- _Activity_
For the entries that follow, set down each one exactly and drop any pictures.

Saved entries:

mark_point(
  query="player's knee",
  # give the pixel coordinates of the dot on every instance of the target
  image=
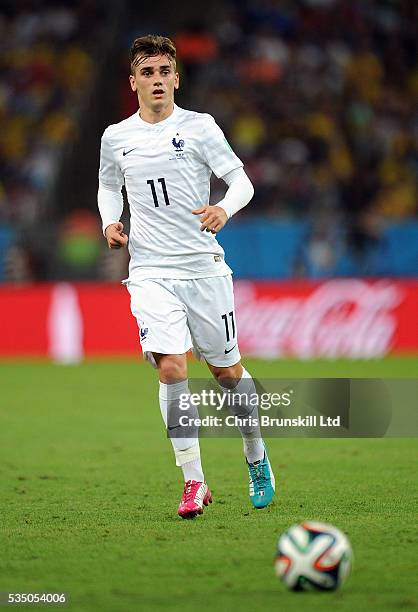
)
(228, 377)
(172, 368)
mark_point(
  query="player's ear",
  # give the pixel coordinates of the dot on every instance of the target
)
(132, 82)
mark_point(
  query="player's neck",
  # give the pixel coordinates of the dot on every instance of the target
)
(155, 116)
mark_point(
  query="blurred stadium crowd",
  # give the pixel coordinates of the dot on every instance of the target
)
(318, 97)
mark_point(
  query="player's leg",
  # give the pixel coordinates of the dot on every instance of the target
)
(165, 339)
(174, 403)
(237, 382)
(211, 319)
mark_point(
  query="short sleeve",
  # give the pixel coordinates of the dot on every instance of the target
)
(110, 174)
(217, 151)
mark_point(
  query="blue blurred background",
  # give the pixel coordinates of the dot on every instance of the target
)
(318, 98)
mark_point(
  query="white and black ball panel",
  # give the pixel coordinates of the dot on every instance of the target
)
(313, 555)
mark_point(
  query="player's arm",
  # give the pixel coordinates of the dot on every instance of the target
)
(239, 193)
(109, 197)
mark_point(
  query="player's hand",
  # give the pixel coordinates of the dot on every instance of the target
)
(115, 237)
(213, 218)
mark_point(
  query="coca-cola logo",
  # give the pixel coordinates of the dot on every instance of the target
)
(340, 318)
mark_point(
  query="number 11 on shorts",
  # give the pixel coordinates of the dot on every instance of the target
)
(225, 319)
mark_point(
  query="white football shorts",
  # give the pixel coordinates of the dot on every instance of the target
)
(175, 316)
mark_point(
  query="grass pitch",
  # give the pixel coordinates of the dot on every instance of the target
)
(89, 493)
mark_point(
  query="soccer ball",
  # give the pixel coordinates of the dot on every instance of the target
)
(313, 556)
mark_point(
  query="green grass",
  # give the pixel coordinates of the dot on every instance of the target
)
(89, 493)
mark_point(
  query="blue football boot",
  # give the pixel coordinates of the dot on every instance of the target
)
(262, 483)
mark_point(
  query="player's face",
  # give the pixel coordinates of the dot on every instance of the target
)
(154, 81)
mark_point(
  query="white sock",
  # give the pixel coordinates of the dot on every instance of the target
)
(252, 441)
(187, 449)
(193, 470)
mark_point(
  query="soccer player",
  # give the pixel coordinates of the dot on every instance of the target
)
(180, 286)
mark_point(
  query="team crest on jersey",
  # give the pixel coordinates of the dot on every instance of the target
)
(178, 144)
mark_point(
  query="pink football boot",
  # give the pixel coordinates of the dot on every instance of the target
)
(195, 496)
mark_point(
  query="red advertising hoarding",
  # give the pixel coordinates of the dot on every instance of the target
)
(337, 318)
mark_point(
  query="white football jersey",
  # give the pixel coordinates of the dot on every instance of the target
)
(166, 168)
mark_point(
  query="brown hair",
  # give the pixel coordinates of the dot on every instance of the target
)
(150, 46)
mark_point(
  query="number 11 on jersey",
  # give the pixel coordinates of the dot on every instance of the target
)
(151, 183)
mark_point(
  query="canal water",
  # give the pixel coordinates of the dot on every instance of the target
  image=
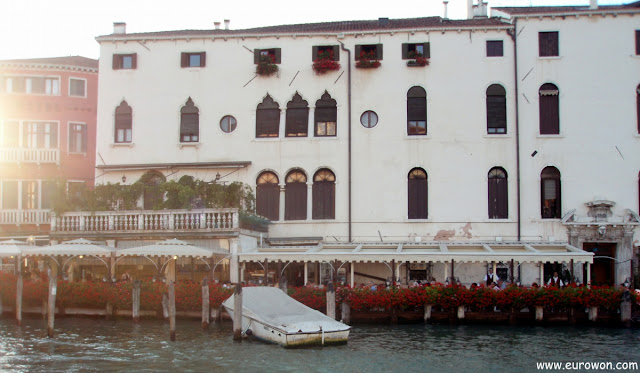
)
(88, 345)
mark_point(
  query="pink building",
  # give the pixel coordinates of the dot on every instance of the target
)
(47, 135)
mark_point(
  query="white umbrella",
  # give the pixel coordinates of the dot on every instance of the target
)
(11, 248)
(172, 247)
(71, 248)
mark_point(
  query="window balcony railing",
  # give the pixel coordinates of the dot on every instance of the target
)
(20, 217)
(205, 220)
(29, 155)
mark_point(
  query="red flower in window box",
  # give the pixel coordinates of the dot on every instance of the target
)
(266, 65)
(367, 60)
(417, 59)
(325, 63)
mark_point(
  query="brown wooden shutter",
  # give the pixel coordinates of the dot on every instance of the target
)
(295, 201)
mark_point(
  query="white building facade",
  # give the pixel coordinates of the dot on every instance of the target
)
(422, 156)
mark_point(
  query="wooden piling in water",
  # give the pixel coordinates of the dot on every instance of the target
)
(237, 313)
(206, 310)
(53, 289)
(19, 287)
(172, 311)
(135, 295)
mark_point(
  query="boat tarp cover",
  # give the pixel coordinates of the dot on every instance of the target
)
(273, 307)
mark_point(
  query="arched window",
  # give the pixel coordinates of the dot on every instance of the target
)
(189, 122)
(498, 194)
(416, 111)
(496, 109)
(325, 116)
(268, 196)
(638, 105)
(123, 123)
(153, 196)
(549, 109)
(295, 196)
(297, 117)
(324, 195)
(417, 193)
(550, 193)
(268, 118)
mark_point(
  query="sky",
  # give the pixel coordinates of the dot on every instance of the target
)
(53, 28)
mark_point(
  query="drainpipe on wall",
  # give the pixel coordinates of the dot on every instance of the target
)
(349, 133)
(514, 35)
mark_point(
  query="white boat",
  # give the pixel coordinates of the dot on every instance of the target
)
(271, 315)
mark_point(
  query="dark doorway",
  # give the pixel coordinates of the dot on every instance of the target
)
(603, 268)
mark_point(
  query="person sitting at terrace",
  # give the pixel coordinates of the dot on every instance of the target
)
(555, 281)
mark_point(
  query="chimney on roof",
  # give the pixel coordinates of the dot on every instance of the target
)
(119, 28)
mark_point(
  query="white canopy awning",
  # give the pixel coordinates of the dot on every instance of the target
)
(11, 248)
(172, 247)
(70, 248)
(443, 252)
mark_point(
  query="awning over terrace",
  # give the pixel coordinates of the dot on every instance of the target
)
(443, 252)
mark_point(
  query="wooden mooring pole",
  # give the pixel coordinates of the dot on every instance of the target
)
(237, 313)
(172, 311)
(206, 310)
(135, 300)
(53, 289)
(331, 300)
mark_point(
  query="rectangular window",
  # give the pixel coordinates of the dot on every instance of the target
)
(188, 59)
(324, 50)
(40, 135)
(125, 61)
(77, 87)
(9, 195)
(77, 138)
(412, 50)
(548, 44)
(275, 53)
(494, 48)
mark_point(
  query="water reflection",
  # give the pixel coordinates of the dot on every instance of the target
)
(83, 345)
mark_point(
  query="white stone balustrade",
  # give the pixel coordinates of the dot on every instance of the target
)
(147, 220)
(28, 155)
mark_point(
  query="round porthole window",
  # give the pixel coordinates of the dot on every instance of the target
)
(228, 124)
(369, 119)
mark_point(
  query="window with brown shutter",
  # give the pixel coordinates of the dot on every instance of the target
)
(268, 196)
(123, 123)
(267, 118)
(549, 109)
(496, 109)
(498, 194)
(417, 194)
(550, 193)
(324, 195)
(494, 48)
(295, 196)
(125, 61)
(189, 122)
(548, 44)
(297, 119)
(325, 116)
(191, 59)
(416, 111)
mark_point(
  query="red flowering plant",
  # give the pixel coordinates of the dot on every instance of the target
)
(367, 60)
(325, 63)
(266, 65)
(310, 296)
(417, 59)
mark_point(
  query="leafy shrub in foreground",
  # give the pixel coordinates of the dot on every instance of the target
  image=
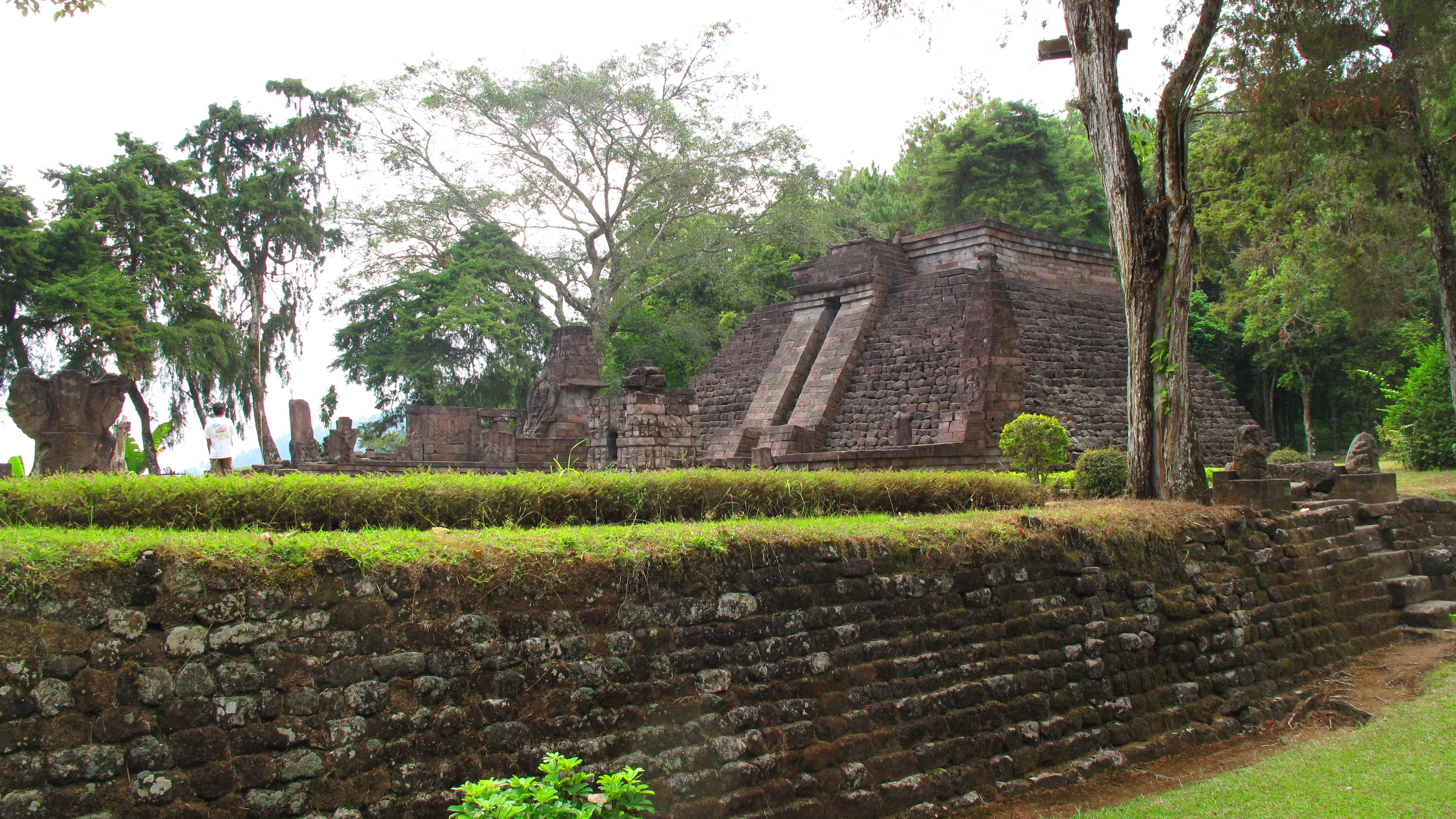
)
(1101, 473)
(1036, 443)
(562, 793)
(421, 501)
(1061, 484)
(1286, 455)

- _Written response_
mark_point(
  query="player's knee",
  # give the pixel coordinates of the dot on every instance of the target
  image=
)
(228, 377)
(172, 368)
mark_point(
  query="player's ear",
  # give the pixel coordinates of the dot on every instance of the target
)
(132, 82)
mark_point(
  query="player's neck",
  # give the pixel coordinates of the dot on every instance of the target
)
(155, 116)
mark_point(
  query="blurred stadium crowd",
  # give the pixel coordinates of the dot on every instance of the target
)
(318, 97)
mark_point(
  query="player's leg",
  # give the pixel coordinates of the dot on every instance of the target
)
(165, 339)
(174, 403)
(237, 382)
(211, 319)
mark_point(
  query="short sleeve",
  # give the pixel coordinates of the dot on every instance of the target
)
(110, 174)
(217, 151)
mark_point(
  query="blue blurred background",
  # give the pixel coordinates of the dot on every instance of the target
)
(318, 98)
mark_point(
  query="white and black ball panel",
  # give the pixel coordinates of the dot on every instance of the target
)
(313, 555)
mark_point(
  query="player's arm",
  # give the pixel coordinates of the dot on every instance of the target
)
(239, 193)
(109, 197)
mark_point(
  query="player's hand",
  # give the pixel coordinates of the dot on every instance of the target
)
(115, 237)
(213, 218)
mark_point(
  query="coca-cola logo",
  # give the pixel coordinates of the dot on every instance of the target
)
(340, 318)
mark_point(
  query="number 11 on shorts",
  # give the pixel coordinates of the dot on every instance of the target
)
(225, 319)
mark_point(
  query="white football shorts",
  # give the pixel coordinates of the dot on every instance of the target
)
(175, 316)
mark_point(
  query="grass pitch",
  # give the pixel coordinates of the dot on every instance of the target
)
(89, 493)
mark_point(
  query="soccer ball",
  # give the pixel coordinates of the dot on every instance of the target
)
(313, 556)
mark_point(
  query="green grass",
  # give the pixel coordinates of the dot on every instance of the target
)
(89, 493)
mark_point(
  query="blue football boot",
  # give the pixel coordinates of the dot on every instance of the target
)
(262, 483)
mark_point(
  query="player's face",
  # give the pixel coordinates of the dot on every instance of the target
)
(154, 81)
mark_point(
  query="white sock",
  # give the pixel coordinates of the dot on every instance of the target
)
(252, 441)
(187, 449)
(193, 470)
mark_point(
  query="soccer player",
  # give the pixel coordinates of the dot on every instance of the target
)
(180, 286)
mark_point(
  query="team crest on jersey",
  # give the pixel coordinates of the dot on every instance of the target
)
(178, 144)
mark_point(
  query="pink football boot",
  # give the pixel coordinates of the dot on every instance of the target
)
(195, 496)
mark_point(
  query="red advertising hoarding",
  # give the pixel coordinates of the dot on every instance of the target
)
(337, 318)
mark_point(
  query="white football jersey",
  # give the pixel coordinates of the dot on every instance of the target
)
(166, 168)
mark_point(
  query="brown hair",
  # give the pixel coordinates of the dot on every instance of the target
)
(150, 46)
mark_point(
  query="number 11 on jersey",
  # give the pixel coordinates of the dot on every instance of the target
)
(151, 183)
mark_point(
  query="canal water",
  # give the pixel coordinates of the dot on every instance of the target
  image=
)
(88, 345)
mark_point(
  query="pink building",
  # give the pixel coordinates of the dot on every instance of the target
)
(47, 135)
mark_point(
  query="white umbrella",
  # give the pixel coordinates of the dot on every instance of the target
)
(11, 248)
(172, 247)
(71, 248)
mark_point(
  query="window balcony railing",
  # give the pixel coordinates of the dot on every instance of the target
)
(20, 217)
(205, 220)
(29, 155)
mark_point(
  query="red flower in window box",
  # give the pixel coordinates of the dot on every instance of the target
)
(266, 65)
(367, 60)
(417, 59)
(325, 63)
mark_point(
  query="brown wooden shutter",
  # give the pixel coordinates of the dot on every instance of the target
)
(295, 201)
mark_point(
  query="white building facade",
  # give the pixel coordinates of the dot on every instance of the target
)
(422, 156)
mark_point(
  query="wooden piling in water",
  # give the pixel coordinates of the dot on every instance of the target
)
(237, 313)
(206, 310)
(53, 289)
(19, 287)
(172, 311)
(135, 295)
mark_point(
  query="boat tarp cover",
  # give the pixel coordinates of the dot on every instance of the target
)
(273, 307)
mark_point(
  query="arched window",
  # give the pixel coordinates of the dot on every instance of the target
)
(189, 122)
(498, 194)
(416, 111)
(496, 109)
(325, 116)
(268, 196)
(638, 105)
(123, 123)
(153, 196)
(549, 109)
(295, 196)
(297, 117)
(324, 195)
(417, 193)
(550, 193)
(268, 118)
mark_point(
  query="sky",
  # give the pixel coordinates of the dot on every instance of the target
)
(53, 28)
mark_point(
  query="drainpipe on wall",
  # give the pixel coordinates of the dot on every instance of the target
)
(349, 133)
(514, 35)
mark_point(
  query="white boat",
  # give the pixel coordinates of the dot on every instance of the target
)
(271, 315)
mark_point(
  query="dark doorway",
  # give the pixel coordinates of the dot on every instance of the target
)
(603, 268)
mark_point(
  query="person sitting at terrace",
  # give the pixel coordinates of the dot on every instance of the target
)
(555, 281)
mark_point(
  query="chimney on roof",
  # give the pixel coordinates of the dot on every instance of the target
)
(119, 28)
mark_point(
  query="white canopy awning",
  # give the pixel coordinates of the dot on every instance of the target
)
(11, 248)
(172, 247)
(70, 248)
(443, 252)
mark_point(
  query="awning over terrace",
  # give the pixel coordinates of the dot on every instance of the target
)
(443, 252)
mark_point(
  query="wooden mooring pole",
  # give the pixel coordinates of the dot on every instance of the target
)
(237, 313)
(172, 311)
(206, 310)
(135, 300)
(53, 289)
(331, 300)
mark_point(
  query="rectangular window",
  # give the pixel coordinates of the dot on every instance of the target
)
(188, 59)
(324, 50)
(40, 135)
(125, 61)
(77, 87)
(9, 195)
(77, 138)
(412, 50)
(548, 44)
(275, 53)
(494, 48)
mark_point(
  query="water reflection",
  # give the pixel coordinates of the dot on every instance of the target
)
(83, 345)
mark_point(
  query="white stone balustrade",
  # give the pixel coordinates of the dot on every instance of the target
)
(147, 220)
(28, 155)
mark_point(
  query="round porthole window",
  # give the pixel coordinates of the dot on every instance of the target
)
(228, 124)
(369, 119)
mark_point(
  query="window with brown shutter",
  # give the pixel coordinates of the dot on every instance of the target
)
(268, 196)
(123, 123)
(267, 118)
(549, 109)
(496, 109)
(498, 194)
(417, 194)
(550, 193)
(324, 195)
(494, 48)
(295, 196)
(125, 61)
(189, 122)
(548, 44)
(297, 119)
(325, 116)
(191, 59)
(416, 111)
mark_point(
  query="red flowering plant",
  # give the pixel coordinates of the dot on every instance of the target
)
(367, 60)
(325, 63)
(266, 65)
(310, 296)
(417, 59)
mark_point(
  query="leafy shrub in foreground",
  # give the pixel coordinates of the dot on every instance of the target
  image=
)
(1101, 473)
(1036, 443)
(562, 793)
(421, 501)
(1061, 484)
(1286, 455)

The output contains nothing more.